- [What you should do]: Search the entries below for the word "tree" and copy each line that has it.

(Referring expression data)
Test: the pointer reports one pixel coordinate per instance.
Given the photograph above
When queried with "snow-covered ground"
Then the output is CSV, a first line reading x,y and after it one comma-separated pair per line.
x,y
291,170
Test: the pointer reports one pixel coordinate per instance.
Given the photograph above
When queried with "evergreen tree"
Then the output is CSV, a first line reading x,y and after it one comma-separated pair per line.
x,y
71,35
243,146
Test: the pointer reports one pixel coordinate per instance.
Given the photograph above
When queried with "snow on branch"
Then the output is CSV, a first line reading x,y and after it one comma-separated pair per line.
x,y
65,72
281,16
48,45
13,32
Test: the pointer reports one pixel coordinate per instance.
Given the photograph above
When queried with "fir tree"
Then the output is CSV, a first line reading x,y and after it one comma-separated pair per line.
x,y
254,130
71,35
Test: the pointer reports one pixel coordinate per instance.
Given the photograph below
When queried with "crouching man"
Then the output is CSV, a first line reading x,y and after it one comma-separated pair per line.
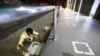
x,y
30,36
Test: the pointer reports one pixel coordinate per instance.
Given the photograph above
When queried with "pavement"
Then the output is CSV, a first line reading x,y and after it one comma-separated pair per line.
x,y
9,36
76,35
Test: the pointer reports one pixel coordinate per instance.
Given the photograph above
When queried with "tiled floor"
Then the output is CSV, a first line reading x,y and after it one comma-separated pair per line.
x,y
77,35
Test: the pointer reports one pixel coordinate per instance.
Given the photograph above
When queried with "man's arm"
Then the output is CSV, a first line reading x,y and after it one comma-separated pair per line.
x,y
37,36
22,48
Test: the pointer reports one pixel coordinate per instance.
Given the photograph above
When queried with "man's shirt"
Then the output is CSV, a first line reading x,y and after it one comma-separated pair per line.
x,y
25,36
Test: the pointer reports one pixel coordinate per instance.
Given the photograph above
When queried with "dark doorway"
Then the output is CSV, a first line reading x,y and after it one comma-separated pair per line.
x,y
77,5
86,7
97,14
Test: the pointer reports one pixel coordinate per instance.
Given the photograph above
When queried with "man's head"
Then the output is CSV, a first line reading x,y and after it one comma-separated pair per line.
x,y
29,31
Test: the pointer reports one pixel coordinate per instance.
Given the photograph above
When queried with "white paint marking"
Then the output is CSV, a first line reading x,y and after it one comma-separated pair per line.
x,y
82,52
90,52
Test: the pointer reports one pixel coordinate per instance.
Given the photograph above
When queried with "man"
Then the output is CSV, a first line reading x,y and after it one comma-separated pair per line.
x,y
28,34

- [Exercise result]:
When queried with "evergreen tree"
When queried with "fir tree"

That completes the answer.